Things to do —
1) Retype the passage of the article on marijuana, alcohol and driving between "There isn’t a" and "not cause intoxication.", inclusive.
2) Answer these questions using the article on marijuana, alcohol and driving:
(a) In what year was recreational marijuana legalized in Washington?
(b) In what year did retail pot shops begin doing business?
(c) By 2016, the number of poly-drug drivers involved in fatal crashes was how many times the number of pot-only drivers?

═══ Document section ═══

Mixing marijuana, alcohol has deadly consequences
Natalie St. John

Published on October 10, 2018 1:48PM

AP FILE PHOTO
Legalization of marijuana in the Pacific Northwest is raising concerns about inebriated driving.

AP FILE PHOTO Legalization of marijuana in the Pacific Northwest is raising concerns about inebriated driving.


WASHINGTON — An alarming number of people think they drive better after smoking pot, but the numbers say otherwise. Since recreational marijuana was legalized in 2012, a growing number of Washington drivers have been combining pot and alcohol with “deadly consequences,” according to a new state report.


Dying behind the wheel


The Washington State Traffic Safety Commission released “Marijuana Use, Alcohol Use and Driving in Washington State: Emerging Issues With Poly-drug Use on Washington Roadways” in April. The study used data from several surveys and other research projects to evaluate the safety-threat posed by people who drive under the influence of two or more substances.

Researchers found that these “poly-drug drivers” — most of whom use a combination of pot and booze — are killing people. According to the report, “Since 2012, the number of poly-drug users involved in fatal crashes has increased an average of 15 percent every year.”


Fatal combination


There isn’t a lot of credible, current research about how marijuana affects drivers, because scientists and policymakers can’t keep up with the rapid expansion of the legal cannabis industry. Some widely-cited older studies found that cannabis had little to no effect on drivers. However, these studies aren’t credible because they included a large number of people who only tested positive for a marijuana compound that does not cause intoxication.

Scientists do know that it seems to amplify alcohol’s impact on a driver’s reflexes, coordination and judgement. The Washington study found fatal crashes involving poly-drug users started to spike around the time retail pot shops began doing business in 2014. These drivers appear to cause more damage than people who use marijuana or alcohol alone — by 2016, the number of poly-drug drivers involved in fatal crashes was more than double the number of alcohol-only drivers, and five times the number of pot-only drivers.


Dangerous habits


When Washington officials set about deciding how to set up a legal pot industry, they gave a lot of thought to ensuring ethical production and sales practices, keeping it away from kids and preventing drug-use in public spaces. They gave less thought to how the state might cope with a new onslaught of stoned drivers. Six years later, trends and patterns are emerging, and they’re not good.

═══ Supplied records ═══

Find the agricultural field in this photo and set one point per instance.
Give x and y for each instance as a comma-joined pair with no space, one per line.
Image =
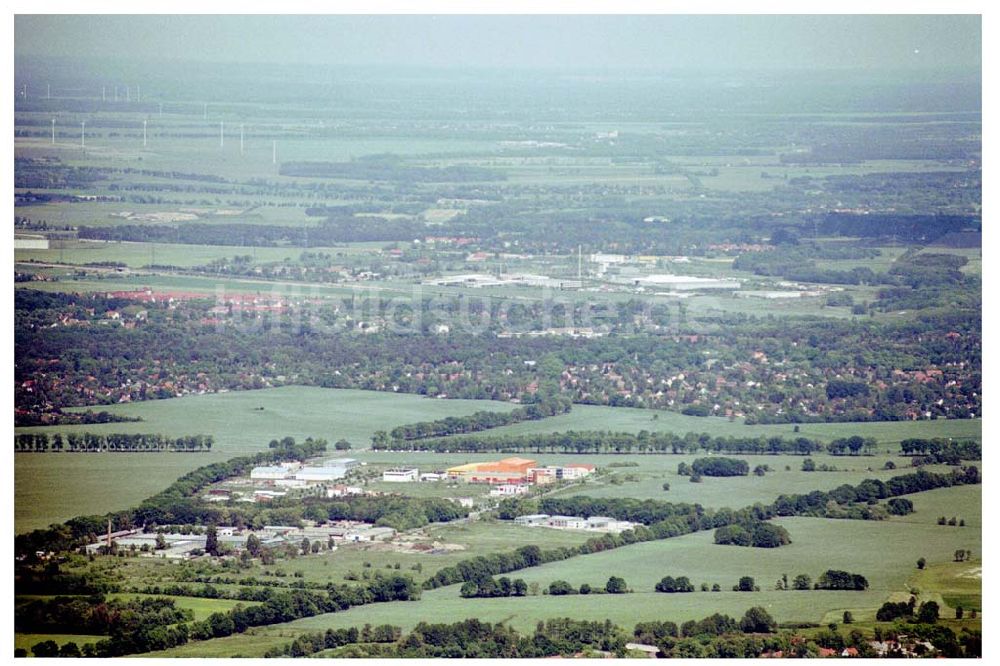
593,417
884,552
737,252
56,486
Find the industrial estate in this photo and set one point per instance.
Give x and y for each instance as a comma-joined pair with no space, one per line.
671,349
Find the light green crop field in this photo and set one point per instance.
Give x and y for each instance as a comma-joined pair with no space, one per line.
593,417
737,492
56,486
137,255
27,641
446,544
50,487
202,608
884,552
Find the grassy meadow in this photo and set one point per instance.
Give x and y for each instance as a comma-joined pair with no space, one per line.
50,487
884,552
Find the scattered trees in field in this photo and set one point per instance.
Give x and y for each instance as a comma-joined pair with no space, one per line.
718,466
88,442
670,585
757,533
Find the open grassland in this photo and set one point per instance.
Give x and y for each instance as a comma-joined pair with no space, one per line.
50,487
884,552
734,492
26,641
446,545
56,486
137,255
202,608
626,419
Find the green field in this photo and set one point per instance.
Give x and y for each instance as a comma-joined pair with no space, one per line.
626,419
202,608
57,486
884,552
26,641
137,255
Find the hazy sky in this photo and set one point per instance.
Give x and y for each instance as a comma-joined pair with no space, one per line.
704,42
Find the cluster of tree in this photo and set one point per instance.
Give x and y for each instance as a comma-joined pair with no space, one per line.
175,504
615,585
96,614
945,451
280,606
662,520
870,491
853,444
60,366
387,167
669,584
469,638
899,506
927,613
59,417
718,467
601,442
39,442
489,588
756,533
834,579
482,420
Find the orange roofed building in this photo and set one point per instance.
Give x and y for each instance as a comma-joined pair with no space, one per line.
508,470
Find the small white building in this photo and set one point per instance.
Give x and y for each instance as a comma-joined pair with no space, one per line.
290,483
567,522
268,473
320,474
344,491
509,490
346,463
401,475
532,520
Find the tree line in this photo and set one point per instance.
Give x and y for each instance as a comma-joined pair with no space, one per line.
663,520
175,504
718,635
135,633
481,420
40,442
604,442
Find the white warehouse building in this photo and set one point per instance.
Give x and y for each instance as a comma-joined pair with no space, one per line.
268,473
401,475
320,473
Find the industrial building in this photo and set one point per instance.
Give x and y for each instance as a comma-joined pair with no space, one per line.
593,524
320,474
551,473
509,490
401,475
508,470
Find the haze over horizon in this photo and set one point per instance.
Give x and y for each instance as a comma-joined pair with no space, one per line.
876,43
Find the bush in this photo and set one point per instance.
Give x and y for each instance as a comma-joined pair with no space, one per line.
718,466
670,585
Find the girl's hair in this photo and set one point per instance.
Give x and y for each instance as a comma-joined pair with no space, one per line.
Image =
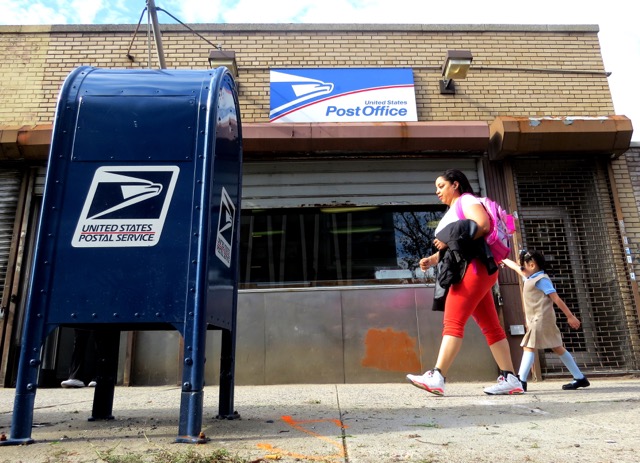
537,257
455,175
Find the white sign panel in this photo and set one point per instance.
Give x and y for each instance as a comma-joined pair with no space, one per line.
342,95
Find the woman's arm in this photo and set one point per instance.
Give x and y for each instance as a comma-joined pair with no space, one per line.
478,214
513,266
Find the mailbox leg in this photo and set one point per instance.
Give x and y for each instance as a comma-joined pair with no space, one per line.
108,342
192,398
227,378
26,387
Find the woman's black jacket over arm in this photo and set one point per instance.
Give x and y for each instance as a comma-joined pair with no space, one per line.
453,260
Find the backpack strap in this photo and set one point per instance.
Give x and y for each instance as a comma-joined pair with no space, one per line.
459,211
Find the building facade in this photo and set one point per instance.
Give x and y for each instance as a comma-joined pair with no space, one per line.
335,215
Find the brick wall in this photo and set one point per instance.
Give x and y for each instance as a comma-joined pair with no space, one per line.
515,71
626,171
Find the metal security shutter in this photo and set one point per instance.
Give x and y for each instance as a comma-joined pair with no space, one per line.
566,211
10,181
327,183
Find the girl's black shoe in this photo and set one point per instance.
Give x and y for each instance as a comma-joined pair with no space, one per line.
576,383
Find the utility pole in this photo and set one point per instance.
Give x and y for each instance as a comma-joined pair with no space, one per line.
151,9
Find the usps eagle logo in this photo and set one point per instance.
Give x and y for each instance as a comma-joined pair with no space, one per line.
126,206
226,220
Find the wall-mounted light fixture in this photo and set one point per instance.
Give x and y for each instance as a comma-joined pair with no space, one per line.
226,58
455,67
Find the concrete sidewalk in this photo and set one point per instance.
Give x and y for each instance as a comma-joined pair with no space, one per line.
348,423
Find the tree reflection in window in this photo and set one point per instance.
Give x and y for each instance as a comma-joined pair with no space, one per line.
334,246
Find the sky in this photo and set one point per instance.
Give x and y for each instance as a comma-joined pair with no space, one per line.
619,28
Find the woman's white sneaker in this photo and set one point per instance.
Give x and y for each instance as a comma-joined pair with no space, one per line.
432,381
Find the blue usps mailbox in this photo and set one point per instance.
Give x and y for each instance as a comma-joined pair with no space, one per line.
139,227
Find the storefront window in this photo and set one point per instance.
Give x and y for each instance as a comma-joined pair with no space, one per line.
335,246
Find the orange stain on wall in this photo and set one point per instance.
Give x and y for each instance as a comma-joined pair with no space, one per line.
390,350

═══
═══ Supplied records ═══

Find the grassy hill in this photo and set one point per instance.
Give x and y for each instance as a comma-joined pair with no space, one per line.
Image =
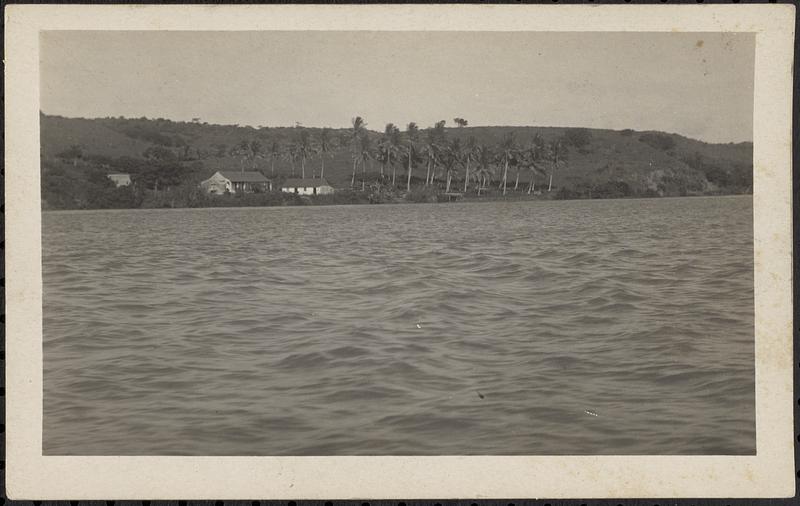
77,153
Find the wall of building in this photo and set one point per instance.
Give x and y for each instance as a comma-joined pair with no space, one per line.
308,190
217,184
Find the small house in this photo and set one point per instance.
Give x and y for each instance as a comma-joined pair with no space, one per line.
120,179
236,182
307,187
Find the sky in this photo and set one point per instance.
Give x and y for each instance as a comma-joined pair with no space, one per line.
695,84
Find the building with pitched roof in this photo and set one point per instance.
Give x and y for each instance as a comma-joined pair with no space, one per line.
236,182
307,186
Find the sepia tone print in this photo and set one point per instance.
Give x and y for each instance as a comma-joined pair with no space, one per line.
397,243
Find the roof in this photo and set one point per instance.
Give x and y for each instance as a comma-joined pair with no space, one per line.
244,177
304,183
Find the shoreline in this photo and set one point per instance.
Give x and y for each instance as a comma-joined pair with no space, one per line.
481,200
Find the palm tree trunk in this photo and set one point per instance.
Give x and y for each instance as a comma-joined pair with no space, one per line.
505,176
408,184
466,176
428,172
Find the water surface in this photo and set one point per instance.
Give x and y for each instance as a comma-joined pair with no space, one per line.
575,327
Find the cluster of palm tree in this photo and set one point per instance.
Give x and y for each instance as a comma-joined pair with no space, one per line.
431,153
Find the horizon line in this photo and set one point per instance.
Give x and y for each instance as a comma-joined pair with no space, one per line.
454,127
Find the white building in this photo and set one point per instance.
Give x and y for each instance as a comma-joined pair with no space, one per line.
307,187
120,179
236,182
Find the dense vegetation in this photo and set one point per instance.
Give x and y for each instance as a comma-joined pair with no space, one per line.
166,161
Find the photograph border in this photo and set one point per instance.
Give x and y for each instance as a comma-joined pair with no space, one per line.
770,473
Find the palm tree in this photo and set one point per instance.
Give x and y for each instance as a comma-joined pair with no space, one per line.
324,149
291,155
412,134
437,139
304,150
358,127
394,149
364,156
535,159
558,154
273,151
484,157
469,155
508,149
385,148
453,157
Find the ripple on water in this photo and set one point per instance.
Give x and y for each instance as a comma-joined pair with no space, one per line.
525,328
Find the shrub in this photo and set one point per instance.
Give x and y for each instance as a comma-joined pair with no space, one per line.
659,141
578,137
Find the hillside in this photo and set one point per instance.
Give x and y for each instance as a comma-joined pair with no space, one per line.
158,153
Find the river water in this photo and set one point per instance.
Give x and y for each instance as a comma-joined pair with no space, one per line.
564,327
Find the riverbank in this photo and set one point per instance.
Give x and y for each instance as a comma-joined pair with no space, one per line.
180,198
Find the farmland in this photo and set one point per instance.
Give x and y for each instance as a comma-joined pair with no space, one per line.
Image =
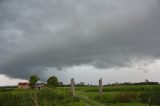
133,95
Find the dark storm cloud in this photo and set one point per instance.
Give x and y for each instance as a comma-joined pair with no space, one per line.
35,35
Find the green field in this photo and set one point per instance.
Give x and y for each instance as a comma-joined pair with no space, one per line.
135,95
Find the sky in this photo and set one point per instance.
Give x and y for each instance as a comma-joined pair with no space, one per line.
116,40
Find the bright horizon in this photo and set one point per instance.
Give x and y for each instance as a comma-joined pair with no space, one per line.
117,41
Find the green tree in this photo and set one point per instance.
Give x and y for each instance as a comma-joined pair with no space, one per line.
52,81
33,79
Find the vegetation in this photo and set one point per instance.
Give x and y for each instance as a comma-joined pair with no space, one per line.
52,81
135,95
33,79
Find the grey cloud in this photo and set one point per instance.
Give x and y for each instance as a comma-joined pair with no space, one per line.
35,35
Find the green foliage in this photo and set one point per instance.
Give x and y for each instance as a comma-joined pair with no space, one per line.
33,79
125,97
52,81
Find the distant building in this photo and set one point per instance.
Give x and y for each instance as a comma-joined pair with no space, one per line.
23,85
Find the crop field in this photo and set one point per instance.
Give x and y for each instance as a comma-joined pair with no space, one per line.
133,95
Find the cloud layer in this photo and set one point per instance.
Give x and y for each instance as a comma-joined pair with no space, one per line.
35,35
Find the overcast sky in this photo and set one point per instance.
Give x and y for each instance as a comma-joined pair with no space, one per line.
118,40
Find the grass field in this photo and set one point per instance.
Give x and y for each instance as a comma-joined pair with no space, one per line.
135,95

═══

The results —
1)
There isn’t a lot of credible, current research about how marijuana affects drivers, because scientists and policymakers can’t keep up with the rapid expansion of the legal cannabis industry. Some widely-cited older studies found that cannabis had little to no effect on drivers. However, these studies aren’t credible because they included a large number of people who only tested positive for a marijuana compound that does not cause intoxication.

2)
(a) 2012
(b) 2014
(c) Five times